### PROBLEM TO SOLVE
Rewrite the items from their first line through the line that has "box: [0, 0, 2352, 444]", putting "per-pixel" in place of "pixel-level" and leaving everything else untouched.
——————
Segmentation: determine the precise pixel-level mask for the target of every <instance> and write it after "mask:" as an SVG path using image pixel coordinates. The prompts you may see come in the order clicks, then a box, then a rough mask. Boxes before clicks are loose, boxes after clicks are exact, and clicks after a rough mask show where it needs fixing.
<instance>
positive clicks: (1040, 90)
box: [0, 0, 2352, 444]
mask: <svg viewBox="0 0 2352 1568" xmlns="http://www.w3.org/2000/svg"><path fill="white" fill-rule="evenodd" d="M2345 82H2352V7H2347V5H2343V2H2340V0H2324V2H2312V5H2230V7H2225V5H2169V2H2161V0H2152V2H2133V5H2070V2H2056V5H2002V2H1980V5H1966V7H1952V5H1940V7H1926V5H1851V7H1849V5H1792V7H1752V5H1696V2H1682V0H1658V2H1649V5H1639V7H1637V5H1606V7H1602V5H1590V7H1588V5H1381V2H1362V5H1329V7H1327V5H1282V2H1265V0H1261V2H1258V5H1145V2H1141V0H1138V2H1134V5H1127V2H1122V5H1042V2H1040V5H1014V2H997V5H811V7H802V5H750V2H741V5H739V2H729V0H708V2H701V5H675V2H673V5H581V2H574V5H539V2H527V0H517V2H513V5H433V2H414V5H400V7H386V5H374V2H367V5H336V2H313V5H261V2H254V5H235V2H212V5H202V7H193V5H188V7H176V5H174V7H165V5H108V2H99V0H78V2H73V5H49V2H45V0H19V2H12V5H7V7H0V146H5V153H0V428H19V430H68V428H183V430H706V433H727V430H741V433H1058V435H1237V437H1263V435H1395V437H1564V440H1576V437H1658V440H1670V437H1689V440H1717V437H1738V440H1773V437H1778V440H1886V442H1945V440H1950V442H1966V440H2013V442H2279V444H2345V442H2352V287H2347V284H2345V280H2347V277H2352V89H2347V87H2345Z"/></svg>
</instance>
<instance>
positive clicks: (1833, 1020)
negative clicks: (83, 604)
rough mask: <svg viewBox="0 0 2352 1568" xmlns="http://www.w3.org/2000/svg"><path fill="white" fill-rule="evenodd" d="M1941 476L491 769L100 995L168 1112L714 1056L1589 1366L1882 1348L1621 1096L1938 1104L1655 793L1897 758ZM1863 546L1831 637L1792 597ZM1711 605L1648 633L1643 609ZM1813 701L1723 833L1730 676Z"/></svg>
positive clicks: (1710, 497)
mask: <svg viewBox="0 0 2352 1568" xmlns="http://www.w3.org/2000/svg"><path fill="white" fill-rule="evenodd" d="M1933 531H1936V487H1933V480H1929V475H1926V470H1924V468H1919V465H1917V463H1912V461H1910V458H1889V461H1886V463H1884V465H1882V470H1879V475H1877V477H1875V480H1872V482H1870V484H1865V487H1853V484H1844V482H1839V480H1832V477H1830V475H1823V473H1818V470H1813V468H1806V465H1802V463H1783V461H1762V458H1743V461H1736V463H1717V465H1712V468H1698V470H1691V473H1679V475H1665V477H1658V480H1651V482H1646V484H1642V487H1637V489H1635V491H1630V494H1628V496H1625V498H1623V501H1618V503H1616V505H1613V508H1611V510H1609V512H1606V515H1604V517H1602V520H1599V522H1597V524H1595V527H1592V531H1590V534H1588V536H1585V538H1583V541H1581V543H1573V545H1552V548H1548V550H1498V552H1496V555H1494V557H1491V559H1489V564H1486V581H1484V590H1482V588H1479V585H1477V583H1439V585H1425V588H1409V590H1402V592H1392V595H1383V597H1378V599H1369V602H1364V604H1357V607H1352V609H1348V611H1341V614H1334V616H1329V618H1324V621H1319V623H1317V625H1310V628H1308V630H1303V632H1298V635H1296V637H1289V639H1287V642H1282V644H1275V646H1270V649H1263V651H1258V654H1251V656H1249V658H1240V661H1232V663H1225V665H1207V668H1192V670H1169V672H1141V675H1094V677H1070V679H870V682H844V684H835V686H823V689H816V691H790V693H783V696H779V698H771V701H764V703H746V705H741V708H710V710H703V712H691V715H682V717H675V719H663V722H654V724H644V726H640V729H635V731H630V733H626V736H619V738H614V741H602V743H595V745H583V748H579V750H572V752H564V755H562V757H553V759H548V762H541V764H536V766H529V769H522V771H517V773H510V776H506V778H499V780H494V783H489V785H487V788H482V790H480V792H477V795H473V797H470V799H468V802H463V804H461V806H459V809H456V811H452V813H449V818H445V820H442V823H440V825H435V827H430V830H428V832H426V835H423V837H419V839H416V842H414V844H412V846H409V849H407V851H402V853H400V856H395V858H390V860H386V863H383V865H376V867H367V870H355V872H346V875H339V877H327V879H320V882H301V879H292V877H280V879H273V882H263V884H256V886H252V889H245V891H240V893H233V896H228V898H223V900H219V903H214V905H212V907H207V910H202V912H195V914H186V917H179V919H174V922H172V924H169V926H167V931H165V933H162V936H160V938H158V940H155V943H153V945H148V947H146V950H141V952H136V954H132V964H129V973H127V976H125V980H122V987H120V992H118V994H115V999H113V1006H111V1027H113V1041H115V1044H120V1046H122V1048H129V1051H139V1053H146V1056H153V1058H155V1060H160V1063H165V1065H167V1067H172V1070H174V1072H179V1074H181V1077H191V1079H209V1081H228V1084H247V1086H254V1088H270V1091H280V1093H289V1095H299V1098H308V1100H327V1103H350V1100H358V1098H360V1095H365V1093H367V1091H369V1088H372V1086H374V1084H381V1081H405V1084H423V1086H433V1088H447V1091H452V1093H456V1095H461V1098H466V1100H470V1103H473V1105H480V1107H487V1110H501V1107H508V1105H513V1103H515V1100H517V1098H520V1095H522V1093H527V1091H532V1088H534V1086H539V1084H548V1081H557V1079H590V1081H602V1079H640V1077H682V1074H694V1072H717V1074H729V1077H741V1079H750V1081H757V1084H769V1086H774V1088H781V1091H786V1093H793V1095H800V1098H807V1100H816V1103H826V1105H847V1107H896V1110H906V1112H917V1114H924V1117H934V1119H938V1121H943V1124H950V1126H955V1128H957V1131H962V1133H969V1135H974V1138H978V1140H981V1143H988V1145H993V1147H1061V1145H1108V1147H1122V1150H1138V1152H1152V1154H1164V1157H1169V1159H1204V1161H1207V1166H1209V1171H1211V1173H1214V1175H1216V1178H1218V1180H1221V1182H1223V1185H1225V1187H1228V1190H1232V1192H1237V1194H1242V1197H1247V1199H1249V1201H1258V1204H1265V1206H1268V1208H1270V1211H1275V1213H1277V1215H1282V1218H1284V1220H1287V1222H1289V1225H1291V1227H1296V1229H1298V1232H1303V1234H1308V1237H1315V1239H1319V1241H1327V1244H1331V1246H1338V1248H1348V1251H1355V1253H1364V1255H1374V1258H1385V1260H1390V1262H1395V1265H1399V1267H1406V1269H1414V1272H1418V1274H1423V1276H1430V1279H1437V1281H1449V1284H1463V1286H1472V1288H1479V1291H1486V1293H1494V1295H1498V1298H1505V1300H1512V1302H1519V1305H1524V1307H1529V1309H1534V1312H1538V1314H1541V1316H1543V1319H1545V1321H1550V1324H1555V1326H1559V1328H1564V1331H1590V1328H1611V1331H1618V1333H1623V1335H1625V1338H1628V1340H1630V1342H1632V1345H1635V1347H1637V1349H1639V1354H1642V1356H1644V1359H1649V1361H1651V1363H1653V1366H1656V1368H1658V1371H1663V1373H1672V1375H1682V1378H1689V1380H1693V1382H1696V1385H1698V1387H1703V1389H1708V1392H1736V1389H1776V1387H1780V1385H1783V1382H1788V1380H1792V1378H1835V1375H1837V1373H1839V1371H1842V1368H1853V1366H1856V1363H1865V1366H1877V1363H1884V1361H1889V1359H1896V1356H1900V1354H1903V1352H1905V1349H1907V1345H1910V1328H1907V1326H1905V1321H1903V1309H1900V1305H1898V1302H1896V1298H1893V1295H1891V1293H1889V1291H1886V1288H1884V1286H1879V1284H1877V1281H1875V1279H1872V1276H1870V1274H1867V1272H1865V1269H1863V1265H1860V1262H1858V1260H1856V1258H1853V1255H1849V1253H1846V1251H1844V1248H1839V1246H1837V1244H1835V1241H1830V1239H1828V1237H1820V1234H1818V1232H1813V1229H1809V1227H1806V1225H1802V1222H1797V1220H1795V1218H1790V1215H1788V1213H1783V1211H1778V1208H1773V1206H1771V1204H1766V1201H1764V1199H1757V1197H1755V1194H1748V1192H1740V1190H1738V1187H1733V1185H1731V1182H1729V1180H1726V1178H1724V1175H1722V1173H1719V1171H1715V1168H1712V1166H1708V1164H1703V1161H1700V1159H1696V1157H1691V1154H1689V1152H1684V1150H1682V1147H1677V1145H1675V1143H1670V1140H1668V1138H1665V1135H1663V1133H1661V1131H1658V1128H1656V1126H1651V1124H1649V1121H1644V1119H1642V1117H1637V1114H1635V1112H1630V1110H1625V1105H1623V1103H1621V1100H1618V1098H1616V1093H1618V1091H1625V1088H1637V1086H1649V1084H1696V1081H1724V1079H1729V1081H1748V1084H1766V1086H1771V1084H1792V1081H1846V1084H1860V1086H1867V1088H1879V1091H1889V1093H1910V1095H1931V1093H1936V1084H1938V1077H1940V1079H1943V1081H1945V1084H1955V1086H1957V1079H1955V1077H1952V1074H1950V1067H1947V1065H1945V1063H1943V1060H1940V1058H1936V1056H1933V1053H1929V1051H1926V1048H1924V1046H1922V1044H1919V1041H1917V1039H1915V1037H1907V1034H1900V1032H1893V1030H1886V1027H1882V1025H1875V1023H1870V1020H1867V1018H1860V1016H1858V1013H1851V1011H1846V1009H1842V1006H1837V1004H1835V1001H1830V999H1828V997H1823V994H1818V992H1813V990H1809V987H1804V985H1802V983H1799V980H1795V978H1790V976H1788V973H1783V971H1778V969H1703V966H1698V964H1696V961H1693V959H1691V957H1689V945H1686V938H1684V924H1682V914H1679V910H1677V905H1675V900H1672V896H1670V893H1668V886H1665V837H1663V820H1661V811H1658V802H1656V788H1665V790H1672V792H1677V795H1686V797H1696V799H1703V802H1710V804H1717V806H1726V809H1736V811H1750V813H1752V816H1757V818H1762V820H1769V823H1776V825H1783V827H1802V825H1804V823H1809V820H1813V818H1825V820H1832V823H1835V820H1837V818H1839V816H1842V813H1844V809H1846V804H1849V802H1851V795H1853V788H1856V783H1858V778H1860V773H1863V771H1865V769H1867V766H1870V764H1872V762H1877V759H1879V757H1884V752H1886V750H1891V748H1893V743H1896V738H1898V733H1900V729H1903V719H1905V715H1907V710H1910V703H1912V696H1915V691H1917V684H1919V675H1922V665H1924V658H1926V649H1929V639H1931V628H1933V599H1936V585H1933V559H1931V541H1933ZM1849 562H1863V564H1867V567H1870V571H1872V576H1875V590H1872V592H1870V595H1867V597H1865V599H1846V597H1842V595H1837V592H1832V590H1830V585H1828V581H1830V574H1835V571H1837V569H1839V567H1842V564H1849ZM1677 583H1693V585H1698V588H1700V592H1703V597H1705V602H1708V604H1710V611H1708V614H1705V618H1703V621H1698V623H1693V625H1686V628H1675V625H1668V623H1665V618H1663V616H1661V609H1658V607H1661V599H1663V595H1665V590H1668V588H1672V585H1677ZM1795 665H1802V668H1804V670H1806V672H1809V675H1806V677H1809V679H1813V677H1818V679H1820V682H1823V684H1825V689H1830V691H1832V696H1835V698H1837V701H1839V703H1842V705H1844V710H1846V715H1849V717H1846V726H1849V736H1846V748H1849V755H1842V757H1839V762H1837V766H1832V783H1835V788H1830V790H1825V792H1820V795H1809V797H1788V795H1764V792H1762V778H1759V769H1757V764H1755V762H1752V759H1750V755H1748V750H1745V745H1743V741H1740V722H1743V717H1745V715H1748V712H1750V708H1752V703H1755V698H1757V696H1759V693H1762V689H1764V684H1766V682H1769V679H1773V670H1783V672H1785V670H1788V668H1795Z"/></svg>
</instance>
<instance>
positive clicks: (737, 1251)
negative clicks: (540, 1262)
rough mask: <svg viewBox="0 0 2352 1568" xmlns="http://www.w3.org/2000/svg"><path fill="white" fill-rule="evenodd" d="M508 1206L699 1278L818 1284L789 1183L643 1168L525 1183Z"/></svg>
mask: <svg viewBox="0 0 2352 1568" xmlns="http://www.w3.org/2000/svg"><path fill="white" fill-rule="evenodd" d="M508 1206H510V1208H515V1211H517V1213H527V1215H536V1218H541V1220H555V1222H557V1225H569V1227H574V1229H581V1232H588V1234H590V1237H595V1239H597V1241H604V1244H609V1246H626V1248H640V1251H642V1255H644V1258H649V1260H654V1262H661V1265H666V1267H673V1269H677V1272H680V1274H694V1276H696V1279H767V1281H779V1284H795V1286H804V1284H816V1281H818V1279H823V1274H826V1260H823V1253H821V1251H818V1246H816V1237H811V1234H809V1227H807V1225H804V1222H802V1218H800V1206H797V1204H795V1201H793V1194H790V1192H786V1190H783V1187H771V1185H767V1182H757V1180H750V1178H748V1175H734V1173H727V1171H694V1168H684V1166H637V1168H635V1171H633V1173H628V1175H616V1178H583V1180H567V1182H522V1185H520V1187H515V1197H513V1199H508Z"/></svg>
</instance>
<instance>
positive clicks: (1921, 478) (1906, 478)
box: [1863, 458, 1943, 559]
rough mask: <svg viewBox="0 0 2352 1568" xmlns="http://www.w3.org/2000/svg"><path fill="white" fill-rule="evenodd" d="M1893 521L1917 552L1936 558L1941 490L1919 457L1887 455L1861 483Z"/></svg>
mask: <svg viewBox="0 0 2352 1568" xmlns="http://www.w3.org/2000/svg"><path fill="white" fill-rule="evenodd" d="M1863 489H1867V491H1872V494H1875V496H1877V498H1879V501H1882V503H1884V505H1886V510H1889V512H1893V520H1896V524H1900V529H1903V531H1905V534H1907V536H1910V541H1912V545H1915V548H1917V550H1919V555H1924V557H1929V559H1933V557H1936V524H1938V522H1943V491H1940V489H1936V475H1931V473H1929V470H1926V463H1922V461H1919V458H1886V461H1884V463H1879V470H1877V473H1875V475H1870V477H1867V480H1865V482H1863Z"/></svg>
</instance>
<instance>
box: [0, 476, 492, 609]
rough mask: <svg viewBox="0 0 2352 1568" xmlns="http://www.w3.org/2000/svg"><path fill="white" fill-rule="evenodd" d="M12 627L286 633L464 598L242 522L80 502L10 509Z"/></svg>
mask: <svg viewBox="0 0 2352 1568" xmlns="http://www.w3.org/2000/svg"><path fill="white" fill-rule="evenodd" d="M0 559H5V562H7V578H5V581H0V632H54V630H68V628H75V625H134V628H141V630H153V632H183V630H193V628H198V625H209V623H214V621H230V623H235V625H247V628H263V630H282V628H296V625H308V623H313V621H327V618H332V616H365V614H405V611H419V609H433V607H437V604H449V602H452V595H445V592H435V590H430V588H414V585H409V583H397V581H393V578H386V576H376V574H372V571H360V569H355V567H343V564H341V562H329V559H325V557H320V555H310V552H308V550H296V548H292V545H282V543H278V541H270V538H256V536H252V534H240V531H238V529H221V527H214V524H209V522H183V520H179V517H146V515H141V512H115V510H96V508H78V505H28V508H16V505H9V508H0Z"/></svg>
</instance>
——————
### OUTPUT
Segmentation: determine the precise per-pixel mask for the target of every <instance> and write it after "mask:" as an SVG path using image pixel coordinates. The prompts you may see come in the order clicks, then a box, then a rough mask. Boxes before clicks are loose, boxes after clicks are exact, and clicks after a rough mask show where it needs fixing.
<instance>
positive clicks: (1040, 90)
box: [0, 0, 2352, 444]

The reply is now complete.